=== GIVEN PROBLEM 1 ===
Write out the part of the passage on early American immigration that begins at the words "Tragic failures of" and stops after "successful iron industry.".
───── TEXT SHOWN ─────
Tragic failures of early English settlements in North America convinced English investors that, to succeed, colonies required skilled husbandmen and artisans. With the hope for a better life, many English immigrants came freely to work in New England as well as in the middle and southern colonies, but other immigrants, such as African slaves, British convicts, and indentured servants, came less freely or with no freedom at all. Most worked on plantations producing rice, tobacco, and indigo, or on farms producing wheat, corn, and cattle. While the English dominated North American immigration of the seventeenth century, during the eighteenth century other European immigrants arrived in large numbers. For example, in Pennsylvania, by 1776, the majority of settlers were non-English, and German workers had helped create a very successful iron industry.
Indentured servants, after their four to sevenyear contracts had been fulfilled, often received fifty acres of land, which they proceeded to farm. By the time of the Revolutionary War (1775-1783) the numbers of Irish immigrants nearly equaled those of the Scotch-Irish, and many of them worked as unskilled laborers. Scholars have estimated that, at that time, African immigrants, mostly slaves, numbered about 360,000; English immigrants about 230,000; with smaller numbers of Scotch- Irish, Irish, and German immigrants.
Late eighteenth and early nineteenth century immigration patterns tended to resemble those of the colonial period. Most immigrants came to farm lands that were much less expensive than those in Europe, while a small but significant minority came as artisans skilled in such professions as carpentry, metal working, textile production, and iron-making. For example, Samuel Slater, who had mastered methods of manufacturing cotton cloth in England, immigrated to Rhode Island where, during the 1790’s, he built the first American factories manufacturing cotton cloth. This technology quickly spread throughout New England, and immigrant workers were employed in large numbers in these cotton and in woolen mills.
After the United States won its independence, its leaders held contrasting views about the roles that immigrants should play in the new country. President Thomas Jefferson, for example, hoped that immigrants would contribute to his vision of a nation of self-sufficient farmers. In contrast, Secretary of the Treasury Alexander Hamilton wanted immigrants to work in cities and factories. However, both Jefferson and Hamilton agreed on the importance of attracting artisans with advanced skills from Europe.
─────
=== GIVEN PROBLEM 2 ===
Rewrite every entry below with "pocket square" changed to "silk scarf" and nothing else altered. Omit the pictures from your answer.
───── SOURCE DATA ─────
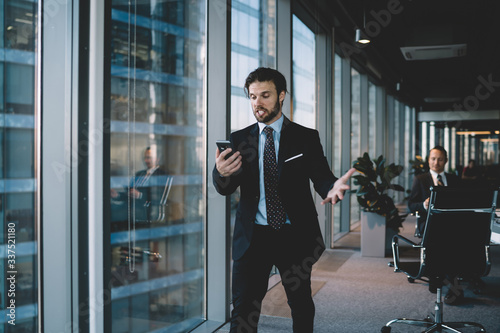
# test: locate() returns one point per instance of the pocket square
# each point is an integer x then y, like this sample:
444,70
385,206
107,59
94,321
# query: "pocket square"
293,157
─────
=== COMPLETE ANSWER 1 ===
Tragic failures of early English settlements in North America convinced English investors that, to succeed, colonies required skilled husbandmen and artisans. With the hope for a better life, many English immigrants came freely to work in New England as well as in the middle and southern colonies, but other immigrants, such as African slaves, British convicts, and indentured servants, came less freely or with no freedom at all. Most worked on plantations producing rice, tobacco, and indigo, or on farms producing wheat, corn, and cattle. While the English dominated North American immigration of the seventeenth century, during the eighteenth century other European immigrants arrived in large numbers. For example, in Pennsylvania, by 1776, the majority of settlers were non-English, and German workers had helped create a very successful iron industry.

=== COMPLETE ANSWER 2 ===
# test: locate() returns one point per instance of the silk scarf
# each point is an integer x then y, like this sample:
444,70
385,206
107,59
94,321
# query: "silk scarf"
293,157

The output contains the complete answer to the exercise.